__ABOUT THIS EXERCISE__
Only one portion of the data is to be written out: from the line bearing "Note: pick out every instance of the colorful" through the line bearing "Note: pick out every instance of the brown". Write it exactly as it appears.

__PROVIDED INFORMATION__

###

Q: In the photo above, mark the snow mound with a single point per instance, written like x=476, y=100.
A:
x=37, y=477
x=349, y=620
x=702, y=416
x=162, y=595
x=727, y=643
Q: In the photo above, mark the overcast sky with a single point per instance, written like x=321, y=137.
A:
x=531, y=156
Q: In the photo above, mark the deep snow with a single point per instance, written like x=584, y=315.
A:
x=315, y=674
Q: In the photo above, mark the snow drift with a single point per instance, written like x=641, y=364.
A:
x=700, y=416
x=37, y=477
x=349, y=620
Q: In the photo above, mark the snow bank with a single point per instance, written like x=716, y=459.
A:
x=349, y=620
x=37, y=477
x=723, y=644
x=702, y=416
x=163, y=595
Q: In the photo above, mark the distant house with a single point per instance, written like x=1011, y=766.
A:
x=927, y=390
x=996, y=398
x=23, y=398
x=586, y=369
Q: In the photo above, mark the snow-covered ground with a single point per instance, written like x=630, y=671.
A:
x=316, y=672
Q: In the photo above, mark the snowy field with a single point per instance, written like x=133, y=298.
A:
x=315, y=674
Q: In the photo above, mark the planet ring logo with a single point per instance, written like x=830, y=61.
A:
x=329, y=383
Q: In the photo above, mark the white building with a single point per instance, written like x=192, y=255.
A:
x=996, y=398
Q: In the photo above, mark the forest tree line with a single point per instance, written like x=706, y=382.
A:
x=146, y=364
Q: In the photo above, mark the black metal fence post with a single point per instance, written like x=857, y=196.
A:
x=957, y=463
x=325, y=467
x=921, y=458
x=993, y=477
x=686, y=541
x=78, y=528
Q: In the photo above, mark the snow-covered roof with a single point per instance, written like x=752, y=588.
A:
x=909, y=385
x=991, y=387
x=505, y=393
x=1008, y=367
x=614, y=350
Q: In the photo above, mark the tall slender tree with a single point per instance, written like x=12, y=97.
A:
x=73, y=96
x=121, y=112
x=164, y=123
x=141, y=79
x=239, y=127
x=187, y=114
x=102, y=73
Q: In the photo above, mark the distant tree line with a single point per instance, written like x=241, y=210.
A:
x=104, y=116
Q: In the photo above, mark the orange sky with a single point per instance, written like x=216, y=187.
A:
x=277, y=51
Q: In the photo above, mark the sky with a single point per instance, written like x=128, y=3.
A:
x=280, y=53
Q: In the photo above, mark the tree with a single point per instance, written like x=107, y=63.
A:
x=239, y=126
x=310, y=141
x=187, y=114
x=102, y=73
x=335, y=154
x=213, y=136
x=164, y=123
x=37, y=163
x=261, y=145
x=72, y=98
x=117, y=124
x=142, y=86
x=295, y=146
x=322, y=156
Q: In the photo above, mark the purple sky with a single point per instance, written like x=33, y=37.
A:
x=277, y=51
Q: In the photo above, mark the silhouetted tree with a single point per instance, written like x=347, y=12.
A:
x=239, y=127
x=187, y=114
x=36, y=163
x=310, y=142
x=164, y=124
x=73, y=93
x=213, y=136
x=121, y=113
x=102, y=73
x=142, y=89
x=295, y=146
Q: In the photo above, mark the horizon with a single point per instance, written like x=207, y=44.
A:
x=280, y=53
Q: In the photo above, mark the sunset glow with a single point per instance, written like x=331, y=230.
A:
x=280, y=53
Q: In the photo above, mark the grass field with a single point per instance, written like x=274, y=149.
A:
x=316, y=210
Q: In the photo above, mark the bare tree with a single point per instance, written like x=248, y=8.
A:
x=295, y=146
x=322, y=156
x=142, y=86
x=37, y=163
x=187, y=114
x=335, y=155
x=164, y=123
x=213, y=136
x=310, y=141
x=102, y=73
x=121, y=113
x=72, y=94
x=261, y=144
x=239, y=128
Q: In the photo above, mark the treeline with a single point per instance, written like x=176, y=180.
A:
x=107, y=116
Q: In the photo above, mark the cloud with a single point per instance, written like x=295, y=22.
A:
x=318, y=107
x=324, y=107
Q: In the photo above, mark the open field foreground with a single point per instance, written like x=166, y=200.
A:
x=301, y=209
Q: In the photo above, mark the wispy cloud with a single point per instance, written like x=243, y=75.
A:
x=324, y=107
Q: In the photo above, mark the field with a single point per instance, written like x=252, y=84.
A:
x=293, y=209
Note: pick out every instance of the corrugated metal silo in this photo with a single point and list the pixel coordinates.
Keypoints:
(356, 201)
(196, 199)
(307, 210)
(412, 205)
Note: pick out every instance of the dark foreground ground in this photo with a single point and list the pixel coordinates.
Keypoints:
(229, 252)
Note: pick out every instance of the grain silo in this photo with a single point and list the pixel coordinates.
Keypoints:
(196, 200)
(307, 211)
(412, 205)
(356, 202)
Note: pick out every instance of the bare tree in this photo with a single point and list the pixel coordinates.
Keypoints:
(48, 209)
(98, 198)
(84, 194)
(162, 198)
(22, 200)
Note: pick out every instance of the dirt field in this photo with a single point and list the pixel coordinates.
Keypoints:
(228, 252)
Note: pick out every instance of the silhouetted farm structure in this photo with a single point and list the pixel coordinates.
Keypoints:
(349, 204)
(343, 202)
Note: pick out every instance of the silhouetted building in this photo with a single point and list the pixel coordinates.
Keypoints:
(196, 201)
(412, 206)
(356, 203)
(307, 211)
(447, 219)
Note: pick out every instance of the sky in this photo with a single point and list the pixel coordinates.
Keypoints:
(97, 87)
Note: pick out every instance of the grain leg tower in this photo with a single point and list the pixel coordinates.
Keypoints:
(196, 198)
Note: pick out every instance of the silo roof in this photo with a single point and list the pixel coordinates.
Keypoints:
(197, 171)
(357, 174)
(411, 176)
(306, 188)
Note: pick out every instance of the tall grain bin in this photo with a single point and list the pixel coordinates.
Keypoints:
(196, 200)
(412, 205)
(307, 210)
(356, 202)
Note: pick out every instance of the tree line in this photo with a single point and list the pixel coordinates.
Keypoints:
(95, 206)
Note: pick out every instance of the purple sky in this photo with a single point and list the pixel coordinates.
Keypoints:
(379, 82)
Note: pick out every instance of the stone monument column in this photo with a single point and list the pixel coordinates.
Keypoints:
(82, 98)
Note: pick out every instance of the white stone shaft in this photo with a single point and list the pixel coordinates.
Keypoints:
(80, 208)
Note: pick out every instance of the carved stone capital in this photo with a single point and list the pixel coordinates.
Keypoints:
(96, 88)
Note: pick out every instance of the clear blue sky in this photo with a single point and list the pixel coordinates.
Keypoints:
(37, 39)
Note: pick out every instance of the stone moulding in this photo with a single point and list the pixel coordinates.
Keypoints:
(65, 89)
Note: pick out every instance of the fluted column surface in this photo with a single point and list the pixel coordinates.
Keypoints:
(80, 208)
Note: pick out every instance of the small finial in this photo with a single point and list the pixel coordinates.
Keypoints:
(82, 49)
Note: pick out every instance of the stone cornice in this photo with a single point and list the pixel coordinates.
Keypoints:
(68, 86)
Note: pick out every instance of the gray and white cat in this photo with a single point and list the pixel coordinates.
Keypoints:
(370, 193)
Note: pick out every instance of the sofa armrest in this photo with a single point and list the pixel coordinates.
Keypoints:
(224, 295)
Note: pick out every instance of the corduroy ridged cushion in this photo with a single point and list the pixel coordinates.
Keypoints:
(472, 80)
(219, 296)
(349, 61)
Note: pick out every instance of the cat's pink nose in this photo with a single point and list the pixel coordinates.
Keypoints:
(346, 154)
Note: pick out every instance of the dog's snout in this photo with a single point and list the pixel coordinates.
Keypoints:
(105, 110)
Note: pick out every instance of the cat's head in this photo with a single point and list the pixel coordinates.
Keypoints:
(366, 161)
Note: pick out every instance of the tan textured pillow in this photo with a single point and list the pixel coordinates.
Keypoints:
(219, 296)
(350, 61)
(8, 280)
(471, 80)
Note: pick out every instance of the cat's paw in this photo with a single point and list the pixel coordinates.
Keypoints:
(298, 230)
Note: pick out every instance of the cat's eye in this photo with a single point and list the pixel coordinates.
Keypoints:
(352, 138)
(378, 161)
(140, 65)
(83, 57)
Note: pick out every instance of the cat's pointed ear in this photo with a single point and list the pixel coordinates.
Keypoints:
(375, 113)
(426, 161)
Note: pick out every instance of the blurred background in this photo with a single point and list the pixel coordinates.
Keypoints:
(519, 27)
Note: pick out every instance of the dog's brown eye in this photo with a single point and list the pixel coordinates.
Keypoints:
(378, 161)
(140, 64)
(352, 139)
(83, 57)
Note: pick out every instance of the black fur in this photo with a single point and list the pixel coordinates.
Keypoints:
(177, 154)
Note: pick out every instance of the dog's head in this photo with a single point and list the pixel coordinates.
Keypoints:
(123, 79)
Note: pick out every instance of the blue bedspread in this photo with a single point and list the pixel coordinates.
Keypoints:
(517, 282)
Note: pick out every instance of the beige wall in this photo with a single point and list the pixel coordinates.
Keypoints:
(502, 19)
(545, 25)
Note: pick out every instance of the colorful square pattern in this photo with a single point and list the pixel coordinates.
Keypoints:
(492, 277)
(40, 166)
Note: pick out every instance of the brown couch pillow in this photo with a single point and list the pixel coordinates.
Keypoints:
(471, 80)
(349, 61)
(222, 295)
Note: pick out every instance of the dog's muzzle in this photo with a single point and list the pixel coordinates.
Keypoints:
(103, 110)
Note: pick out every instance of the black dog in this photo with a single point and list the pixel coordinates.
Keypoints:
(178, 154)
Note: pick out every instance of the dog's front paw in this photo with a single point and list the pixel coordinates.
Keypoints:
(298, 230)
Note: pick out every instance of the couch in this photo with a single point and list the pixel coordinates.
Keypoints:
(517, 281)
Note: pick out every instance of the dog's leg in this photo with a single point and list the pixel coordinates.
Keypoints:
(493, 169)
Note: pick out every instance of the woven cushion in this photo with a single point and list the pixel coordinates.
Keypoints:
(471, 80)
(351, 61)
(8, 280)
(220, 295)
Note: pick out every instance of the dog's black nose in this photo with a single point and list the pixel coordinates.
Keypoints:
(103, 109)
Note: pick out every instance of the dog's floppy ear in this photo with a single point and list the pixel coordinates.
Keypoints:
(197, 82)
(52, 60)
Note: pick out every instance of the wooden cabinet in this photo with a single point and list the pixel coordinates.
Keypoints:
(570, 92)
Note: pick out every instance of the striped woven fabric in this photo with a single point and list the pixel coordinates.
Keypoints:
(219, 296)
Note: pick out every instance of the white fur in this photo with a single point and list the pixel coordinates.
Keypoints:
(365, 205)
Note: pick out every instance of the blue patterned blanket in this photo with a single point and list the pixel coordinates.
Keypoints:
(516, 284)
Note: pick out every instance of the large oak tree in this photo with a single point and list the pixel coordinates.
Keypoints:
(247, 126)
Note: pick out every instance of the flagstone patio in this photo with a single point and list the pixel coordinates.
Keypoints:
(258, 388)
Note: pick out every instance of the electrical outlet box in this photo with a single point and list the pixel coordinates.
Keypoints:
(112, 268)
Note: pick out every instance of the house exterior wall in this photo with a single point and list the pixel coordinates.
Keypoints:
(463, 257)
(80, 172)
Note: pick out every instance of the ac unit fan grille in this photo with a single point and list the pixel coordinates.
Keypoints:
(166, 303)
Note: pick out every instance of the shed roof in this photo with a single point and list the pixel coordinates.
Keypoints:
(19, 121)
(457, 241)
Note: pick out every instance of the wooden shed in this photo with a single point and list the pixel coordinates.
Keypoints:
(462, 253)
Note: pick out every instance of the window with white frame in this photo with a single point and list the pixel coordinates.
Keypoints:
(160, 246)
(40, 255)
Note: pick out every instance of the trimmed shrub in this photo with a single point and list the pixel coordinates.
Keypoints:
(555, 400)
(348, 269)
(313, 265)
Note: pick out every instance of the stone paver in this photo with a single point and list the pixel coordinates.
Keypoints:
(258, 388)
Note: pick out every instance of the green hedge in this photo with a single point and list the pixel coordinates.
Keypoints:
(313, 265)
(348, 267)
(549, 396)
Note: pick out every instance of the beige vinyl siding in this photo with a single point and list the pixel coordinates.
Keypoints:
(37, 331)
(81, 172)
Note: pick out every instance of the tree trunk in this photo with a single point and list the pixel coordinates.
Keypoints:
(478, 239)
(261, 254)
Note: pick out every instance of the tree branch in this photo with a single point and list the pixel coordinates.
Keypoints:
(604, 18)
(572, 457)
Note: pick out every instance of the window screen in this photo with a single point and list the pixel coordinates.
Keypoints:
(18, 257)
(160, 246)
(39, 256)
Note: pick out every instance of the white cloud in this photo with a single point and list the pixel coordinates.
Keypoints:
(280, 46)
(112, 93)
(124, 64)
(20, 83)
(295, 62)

###

__EXERCISE OUTPUT__
Note: pick out every instance of the colorful square pattern in this photo with a single point and list the pixel coordinates.
Keypoints:
(492, 277)
(40, 166)
Note: pick out every instance of the brown couch pillow in this photo with a single point and list the pixel coordinates.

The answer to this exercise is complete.